* [The data]:
START

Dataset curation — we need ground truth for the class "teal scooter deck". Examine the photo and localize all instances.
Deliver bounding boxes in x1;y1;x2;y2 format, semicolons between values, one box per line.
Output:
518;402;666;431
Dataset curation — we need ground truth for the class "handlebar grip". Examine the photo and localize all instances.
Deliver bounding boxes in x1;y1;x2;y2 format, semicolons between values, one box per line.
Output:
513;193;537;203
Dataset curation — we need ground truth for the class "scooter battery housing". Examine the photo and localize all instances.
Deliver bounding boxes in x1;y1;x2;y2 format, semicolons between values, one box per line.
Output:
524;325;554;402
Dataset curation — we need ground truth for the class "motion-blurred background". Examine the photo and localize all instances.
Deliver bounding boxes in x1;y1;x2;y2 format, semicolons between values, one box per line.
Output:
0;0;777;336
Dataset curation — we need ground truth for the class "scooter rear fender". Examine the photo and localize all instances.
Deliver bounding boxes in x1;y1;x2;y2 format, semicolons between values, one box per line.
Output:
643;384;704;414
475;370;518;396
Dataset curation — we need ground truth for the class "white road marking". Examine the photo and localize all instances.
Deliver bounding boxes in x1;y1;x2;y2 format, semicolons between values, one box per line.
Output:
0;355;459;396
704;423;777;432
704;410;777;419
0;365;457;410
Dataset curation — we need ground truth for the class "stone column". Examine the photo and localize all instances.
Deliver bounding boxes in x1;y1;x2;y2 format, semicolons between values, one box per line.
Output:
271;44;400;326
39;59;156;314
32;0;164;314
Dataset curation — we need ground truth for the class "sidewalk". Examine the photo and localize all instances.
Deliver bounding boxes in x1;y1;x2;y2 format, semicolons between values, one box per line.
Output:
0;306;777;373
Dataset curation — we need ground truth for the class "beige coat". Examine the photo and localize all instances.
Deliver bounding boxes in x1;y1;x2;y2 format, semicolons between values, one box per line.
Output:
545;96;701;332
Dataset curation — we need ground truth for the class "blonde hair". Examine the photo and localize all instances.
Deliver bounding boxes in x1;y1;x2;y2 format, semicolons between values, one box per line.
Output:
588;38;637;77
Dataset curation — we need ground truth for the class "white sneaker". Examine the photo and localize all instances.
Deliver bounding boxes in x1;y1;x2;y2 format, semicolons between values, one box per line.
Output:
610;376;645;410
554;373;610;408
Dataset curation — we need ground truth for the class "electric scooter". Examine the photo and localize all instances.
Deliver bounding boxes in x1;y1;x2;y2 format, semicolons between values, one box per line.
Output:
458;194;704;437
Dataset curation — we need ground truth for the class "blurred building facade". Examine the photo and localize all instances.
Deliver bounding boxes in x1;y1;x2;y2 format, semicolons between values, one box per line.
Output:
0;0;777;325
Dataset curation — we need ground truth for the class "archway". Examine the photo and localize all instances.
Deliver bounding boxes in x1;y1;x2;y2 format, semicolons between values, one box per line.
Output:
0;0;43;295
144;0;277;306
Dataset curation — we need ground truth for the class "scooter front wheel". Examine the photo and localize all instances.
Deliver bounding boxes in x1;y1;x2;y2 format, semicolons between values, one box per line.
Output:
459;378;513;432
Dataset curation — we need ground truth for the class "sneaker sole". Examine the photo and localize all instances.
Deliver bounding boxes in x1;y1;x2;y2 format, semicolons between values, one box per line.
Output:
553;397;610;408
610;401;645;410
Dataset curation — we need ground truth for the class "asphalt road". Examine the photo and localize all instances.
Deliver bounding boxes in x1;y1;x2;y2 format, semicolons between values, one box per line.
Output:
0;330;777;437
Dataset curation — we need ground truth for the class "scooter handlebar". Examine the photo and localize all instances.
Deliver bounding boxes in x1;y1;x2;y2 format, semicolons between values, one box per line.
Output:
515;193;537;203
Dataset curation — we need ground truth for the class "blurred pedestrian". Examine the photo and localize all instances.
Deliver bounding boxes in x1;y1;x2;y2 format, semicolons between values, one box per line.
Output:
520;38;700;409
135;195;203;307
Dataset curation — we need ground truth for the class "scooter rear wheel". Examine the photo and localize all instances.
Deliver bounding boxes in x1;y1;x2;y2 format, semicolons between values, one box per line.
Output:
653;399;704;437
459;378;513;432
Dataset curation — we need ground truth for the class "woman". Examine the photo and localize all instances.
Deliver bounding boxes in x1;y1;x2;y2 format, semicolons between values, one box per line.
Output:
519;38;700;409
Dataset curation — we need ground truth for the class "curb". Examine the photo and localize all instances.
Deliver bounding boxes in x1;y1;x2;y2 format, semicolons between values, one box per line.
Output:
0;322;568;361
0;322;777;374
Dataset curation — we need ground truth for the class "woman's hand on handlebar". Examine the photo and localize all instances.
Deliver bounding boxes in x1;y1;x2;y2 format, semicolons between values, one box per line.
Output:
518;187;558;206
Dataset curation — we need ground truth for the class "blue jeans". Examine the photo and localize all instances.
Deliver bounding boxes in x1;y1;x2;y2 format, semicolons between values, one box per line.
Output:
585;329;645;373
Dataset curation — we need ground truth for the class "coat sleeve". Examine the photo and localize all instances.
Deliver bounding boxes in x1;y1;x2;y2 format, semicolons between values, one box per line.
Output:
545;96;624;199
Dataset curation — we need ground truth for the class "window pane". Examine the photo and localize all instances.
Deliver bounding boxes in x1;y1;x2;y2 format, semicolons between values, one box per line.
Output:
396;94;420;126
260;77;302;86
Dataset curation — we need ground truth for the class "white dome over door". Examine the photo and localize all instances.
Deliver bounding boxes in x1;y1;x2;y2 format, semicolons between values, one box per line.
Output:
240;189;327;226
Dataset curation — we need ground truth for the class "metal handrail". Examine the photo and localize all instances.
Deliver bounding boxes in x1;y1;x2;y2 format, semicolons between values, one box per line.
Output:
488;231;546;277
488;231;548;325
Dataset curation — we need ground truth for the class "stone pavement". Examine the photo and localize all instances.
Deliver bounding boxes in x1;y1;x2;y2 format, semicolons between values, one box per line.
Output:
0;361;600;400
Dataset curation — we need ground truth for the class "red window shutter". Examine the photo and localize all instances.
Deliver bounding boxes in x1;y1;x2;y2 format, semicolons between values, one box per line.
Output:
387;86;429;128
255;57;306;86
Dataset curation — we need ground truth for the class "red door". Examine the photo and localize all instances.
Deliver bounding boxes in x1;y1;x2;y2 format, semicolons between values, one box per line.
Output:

END

* [Given request]: Return every line of the data above verbatim, changing nothing.

* [Result of the task]:
Dataset curation — we need ground truth for the class "teal scooter deck". Examine the photo and localize all instances.
Deliver bounding boxes in x1;y1;x2;y2 format, semicolons between values, one box per line.
Output:
518;402;666;431
Dataset curation — we need ground truth for the class "handlebar grip". Examine the photo and localize all instances.
Deliver bounding boxes in x1;y1;x2;y2 format, semicolons between values, one box per line.
Output:
513;193;537;203
Dataset curation — we need ground truth for the class "scooter battery housing". Examine the photo and localize all instances.
Deliver bounding boxes in x1;y1;x2;y2 format, semicolons between values, one box per line.
Output:
524;325;554;402
Dataset curation — we need ground truth for the class "motion-blurred background". Examine the photo and localize all instances.
Deliver bounding boxes in x1;y1;x2;y2 format, semicolons between values, one box per line.
Output:
0;0;777;336
Dataset curation — we need ground truth for the class "scooter rear fender". Examine the photo and localize all instances.
Deliver bounding boxes in x1;y1;x2;y2 format, semicolons between values, one box per line.
Output:
643;384;704;414
475;370;518;396
Dataset curation — we need ground truth for the class "white road marking". Examine the photo and localize all instances.
Deliver bounding boxes in x1;y1;x2;y2 format, semicolons between values, one box per line.
Output:
0;355;459;396
704;423;777;432
704;410;777;419
0;365;457;410
Dataset curation — we need ground truth for the class "stone column". Examine the photo and localize all instances.
Deliver bounding boxes in x1;y1;x2;y2 format, semicolons between values, one box per line.
Output:
271;44;400;326
39;59;156;314
32;0;164;314
Dataset curation — we need ground truth for the class "sidewalk". Examine the photo and localize all instances.
Deliver bounding boxes in x1;y1;x2;y2 format, semicolons between values, one box per line.
Output:
0;306;777;373
Dataset curation — we need ground truth for the class "beige coat". Examine the photo and localize all instances.
Deliver bounding boxes in x1;y1;x2;y2 format, semicolons between values, one box per line.
Output:
545;96;701;332
Dataset curation — we need ground truth for the class "blonde hair". Examine the photo and localize all instances.
Deliver bounding boxes in x1;y1;x2;y2 format, semicolons between values, one box per line.
Output:
588;38;637;77
Dataset curation — we need ground truth for the class "white sneaker". Examine the photo and localize all instances.
Deliver bounding boxes in x1;y1;x2;y2 format, semicolons between values, one box per line.
Output:
610;376;645;410
554;373;610;408
Dataset curation — we need ground truth for the class "electric scooter". Examine the photo and localize all instances.
Deliver bounding boxes in x1;y1;x2;y2 format, semicolons between values, one box per line.
Output:
458;194;704;437
Dataset curation — we need ground truth for the class "blurred building facade". Examine the photo and localize all instances.
Deliver bounding boxes in x1;y1;x2;y2 format, semicolons between values, one box per line.
Output:
0;0;777;325
Dataset curation — we need ground truth for the class "archway". Examine the photo and localize all instances.
Deliver bounding boxes in x1;y1;x2;y2 format, semicolons between values, one box per line.
Output:
0;0;43;295
144;0;277;306
Dataset curation — we need ground truth for the class "scooter front wheel". Examine the photo and localize all instances.
Deliver bounding boxes in x1;y1;x2;y2 format, semicolons between values, one box per line.
Output:
459;378;513;432
Dataset curation — we need ground truth for the class "sneaker sole". Examine the photo and localize all instances.
Deliver bounding boxes in x1;y1;x2;y2 format, semicolons between values, one box per line.
Output:
553;397;610;408
610;401;645;410
Dataset curation — we need ground truth for the class "asphalt road". Examine the photo and localize all instances.
Deliver bounding boxes in x1;y1;x2;y2 format, semicolons between values, one box per line.
Output:
0;330;777;437
Dataset curation — we need ground truth for the class "scooter handlebar". Examine the photo and localize all instances.
Deliver bounding boxes in x1;y1;x2;y2 format, semicolons between values, one box per line.
Output:
515;193;537;203
Dataset curation — we need ground truth for the class "blurred pedestrian". Examine the photo and localize all instances.
Deliver bounding boxes in x1;y1;x2;y2 format, semicolons between values, one box per line.
Output:
520;38;700;409
135;195;203;307
Dataset curation — we need ground truth for the class "scooter rear wheel". Examine the photo and localize all instances.
Deliver bounding boxes in x1;y1;x2;y2 format, semicolons between values, one box per line.
Output:
653;399;704;437
459;378;513;432
Dataset curation — we need ground truth for the class "woman". Examine the photo and localize all instances.
Deliver bounding boxes in x1;y1;x2;y2 format, semicolons between values, one box per line.
Output:
519;38;700;409
Dataset curation — we need ground truth for the class "curb". Examine the photo and localize all instances.
Deliver bounding boxes in x1;y1;x2;y2 format, semicolons between values, one box per line.
Output:
0;322;568;361
0;322;777;374
Dataset curation — we need ground truth for the class "woman's hand on handlebar". Examine the photo and localize all instances.
Deliver bounding boxes in x1;y1;x2;y2 format, semicolons between values, one box per line.
Output:
518;187;558;206
Dataset curation — we need ground truth for the class "blue jeans". Examine the photo and localize all instances.
Deliver bounding boxes in x1;y1;x2;y2 format, semicolons between values, one box per line.
Output:
585;329;645;373
Dataset curation — we need ground truth for the class "coat sleeve". Examine the photo and localize all instances.
Deliver bounding boxes in x1;y1;x2;y2 format, semicolons between values, one box per line.
Output:
545;96;624;199
Dataset curation — we need ground truth for the class "window pane". Examine the photo and localize all instances.
Deliver bounding boxes in x1;y1;x2;y2 format, semicolons between values, one box per line.
Output:
396;94;420;126
260;77;302;86
Dataset curation — we need ground truth for the class "white dome over door". Examine the photo and localize all instances.
Deliver bounding boxes in x1;y1;x2;y2 format, semicolons between values, one box per line.
Output:
240;189;327;226
Dataset curation — we need ground truth for the class "metal handrail". Examine the photo and localize all instances.
Deliver bounding boxes in x1;y1;x2;y2 format, semicolons between values, one box per line.
Output:
488;231;546;277
488;231;548;325
Dataset curation — we need ground truth for the class "stone pavement". Examine the photo and localize all instances.
Deliver bounding boxes in x1;y1;x2;y2 format, semicolons between values, one box per line.
Output:
0;361;600;400
Dataset curation — we need ground truth for the class "red window shutter". Examine the photo and localize all instances.
Deliver bounding boxes in x1;y1;x2;y2 format, semicolons between values, one box per line.
Output:
387;86;429;128
255;57;306;86
Dataset curation — we need ground truth for the class "red door". Examine the photo and localize all instances.
Deliver bounding boxes in x1;y1;x2;y2 format, semicolons between values, one box per line.
Output:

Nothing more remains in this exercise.